CHALLENGE: Copy the listing below word for word, from its first line through the line that contains "165, 75, 184]]", including that line.
### DATA PROVIDED ###
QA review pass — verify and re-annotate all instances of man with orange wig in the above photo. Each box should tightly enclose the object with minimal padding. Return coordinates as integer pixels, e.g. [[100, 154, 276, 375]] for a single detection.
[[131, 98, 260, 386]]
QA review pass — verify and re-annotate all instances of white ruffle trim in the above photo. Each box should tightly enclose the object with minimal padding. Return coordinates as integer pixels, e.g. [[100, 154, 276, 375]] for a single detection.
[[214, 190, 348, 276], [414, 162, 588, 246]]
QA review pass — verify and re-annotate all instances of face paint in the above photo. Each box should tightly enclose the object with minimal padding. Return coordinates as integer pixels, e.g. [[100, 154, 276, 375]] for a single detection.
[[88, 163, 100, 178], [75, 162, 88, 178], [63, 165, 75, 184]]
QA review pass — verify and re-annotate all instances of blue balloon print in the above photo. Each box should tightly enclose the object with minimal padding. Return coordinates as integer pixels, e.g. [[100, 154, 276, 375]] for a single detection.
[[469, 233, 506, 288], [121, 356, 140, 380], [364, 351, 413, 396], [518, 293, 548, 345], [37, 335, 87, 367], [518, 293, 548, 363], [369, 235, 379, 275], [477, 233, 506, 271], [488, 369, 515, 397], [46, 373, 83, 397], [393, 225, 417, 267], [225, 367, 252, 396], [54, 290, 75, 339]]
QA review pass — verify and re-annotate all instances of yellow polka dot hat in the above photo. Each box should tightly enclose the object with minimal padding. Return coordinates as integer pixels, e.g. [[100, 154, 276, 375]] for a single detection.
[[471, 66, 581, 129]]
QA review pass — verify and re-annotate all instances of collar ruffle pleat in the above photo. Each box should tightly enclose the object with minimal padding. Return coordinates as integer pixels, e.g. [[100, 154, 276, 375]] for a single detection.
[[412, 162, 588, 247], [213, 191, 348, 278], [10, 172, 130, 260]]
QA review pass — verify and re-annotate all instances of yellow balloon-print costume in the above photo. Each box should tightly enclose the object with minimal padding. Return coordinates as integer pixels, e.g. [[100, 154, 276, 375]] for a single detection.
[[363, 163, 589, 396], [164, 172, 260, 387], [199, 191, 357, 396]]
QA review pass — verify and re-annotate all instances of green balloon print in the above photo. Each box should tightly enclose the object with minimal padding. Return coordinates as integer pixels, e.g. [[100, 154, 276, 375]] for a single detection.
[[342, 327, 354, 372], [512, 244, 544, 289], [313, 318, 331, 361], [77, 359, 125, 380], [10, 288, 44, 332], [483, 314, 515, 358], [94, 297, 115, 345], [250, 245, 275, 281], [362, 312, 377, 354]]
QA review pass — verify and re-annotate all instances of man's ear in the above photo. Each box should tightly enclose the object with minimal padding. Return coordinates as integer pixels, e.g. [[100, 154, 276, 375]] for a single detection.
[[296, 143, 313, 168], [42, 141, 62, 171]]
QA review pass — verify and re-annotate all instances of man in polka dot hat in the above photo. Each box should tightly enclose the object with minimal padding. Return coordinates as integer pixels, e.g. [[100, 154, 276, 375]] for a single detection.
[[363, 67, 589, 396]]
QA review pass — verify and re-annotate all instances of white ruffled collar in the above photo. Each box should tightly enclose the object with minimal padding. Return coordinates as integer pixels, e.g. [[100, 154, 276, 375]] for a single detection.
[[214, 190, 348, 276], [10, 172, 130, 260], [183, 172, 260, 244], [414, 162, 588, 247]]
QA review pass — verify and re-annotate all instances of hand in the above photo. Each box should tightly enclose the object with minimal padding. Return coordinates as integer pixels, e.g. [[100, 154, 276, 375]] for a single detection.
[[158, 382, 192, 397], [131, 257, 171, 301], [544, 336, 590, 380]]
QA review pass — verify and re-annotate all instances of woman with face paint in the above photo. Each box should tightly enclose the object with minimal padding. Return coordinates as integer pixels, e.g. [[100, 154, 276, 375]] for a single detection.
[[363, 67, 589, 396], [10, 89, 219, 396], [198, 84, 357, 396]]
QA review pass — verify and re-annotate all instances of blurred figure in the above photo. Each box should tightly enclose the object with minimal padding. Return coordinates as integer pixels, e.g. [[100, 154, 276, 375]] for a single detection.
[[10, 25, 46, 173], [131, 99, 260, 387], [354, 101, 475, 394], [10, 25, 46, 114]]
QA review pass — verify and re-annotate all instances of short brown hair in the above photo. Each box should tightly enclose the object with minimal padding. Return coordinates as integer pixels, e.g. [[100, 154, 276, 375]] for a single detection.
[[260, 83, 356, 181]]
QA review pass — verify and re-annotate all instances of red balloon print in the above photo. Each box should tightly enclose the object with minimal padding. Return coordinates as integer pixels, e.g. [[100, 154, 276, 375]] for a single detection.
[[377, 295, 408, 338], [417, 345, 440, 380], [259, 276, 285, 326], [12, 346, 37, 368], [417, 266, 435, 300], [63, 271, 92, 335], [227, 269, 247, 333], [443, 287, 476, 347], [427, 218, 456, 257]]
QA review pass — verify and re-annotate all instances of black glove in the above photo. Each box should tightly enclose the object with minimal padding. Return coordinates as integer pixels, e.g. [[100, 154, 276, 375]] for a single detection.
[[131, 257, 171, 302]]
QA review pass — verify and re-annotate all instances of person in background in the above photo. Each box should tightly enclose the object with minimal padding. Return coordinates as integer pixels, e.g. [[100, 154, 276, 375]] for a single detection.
###
RIGHT ANSWER:
QA review pass — verify and re-annotate all instances of man with orange wig in the above photo. Each box should tightly enclose the object with minimal padding. Return coordinates as integer pixels, e.g. [[100, 154, 276, 375]] for a single detection.
[[131, 98, 260, 386]]
QA review pass — verify and re-annotate all instances of white ruffle trim in the above photo. Each box should tightly enclose the object with minimal padding. Return coordinates as integer pixels, e.g. [[100, 154, 276, 375]] for a single detection.
[[214, 190, 348, 276], [414, 162, 588, 246]]
QA review pass — verify and re-annotate all instances of face paint in the above photo. Each box should tightly enclose the object with minimal padding. Return coordinates as integer pixels, e.g. [[100, 154, 276, 375]] for a single detection.
[[88, 163, 100, 178], [75, 162, 88, 178], [63, 165, 75, 184]]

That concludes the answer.